▸ **SHORT PROBLEM**
Identify each line in the items that contains the string "stone", matching case exactly, and copy every such line.

— start —

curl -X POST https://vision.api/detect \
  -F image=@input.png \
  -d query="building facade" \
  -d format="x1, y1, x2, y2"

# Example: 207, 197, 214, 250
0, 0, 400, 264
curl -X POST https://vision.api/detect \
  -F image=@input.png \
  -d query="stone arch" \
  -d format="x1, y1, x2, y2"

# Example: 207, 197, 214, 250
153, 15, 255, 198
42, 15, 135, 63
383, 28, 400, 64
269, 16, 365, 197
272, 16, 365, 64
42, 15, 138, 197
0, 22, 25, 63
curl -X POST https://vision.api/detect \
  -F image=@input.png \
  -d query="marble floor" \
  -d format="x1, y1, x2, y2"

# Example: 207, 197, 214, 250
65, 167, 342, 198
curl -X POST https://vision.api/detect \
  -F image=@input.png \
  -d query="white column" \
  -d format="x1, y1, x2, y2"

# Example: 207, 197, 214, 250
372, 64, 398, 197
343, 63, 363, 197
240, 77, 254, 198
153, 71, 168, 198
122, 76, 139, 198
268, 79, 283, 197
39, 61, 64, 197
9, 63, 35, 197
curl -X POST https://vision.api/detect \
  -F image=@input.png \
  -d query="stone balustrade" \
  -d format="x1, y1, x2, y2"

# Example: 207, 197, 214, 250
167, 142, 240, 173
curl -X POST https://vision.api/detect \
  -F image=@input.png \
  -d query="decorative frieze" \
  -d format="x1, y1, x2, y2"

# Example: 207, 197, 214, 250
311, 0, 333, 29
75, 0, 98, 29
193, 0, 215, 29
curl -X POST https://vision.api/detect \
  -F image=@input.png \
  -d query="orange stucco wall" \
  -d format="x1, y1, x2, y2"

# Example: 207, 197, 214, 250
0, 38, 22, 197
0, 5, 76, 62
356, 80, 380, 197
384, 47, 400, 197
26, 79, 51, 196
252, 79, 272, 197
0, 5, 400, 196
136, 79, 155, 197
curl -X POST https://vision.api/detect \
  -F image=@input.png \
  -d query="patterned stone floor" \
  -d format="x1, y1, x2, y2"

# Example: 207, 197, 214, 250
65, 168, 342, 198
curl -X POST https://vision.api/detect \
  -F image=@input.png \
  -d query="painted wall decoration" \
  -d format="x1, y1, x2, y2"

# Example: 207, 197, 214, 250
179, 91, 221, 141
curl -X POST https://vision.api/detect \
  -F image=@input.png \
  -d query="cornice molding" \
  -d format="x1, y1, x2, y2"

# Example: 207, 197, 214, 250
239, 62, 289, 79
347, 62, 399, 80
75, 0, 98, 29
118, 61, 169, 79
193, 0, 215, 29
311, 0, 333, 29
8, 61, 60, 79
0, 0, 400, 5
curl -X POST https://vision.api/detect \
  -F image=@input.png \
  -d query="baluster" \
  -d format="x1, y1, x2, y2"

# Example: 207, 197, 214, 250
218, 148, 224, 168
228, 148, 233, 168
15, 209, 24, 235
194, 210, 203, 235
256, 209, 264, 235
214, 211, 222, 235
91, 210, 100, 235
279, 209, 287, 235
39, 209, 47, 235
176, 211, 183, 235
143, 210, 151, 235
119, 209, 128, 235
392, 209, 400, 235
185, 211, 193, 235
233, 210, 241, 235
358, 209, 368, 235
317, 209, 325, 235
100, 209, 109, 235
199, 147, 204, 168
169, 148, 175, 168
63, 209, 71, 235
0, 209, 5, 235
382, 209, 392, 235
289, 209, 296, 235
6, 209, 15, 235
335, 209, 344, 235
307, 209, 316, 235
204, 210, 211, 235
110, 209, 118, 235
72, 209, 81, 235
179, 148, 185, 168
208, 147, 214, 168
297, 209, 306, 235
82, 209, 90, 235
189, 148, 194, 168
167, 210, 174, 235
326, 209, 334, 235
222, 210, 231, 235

— end —

▸ **ANSWER FOR THE TASK**
  -d query="stone arch" \
  -d query="stone balustrade" \
  -d query="patterned stone floor" \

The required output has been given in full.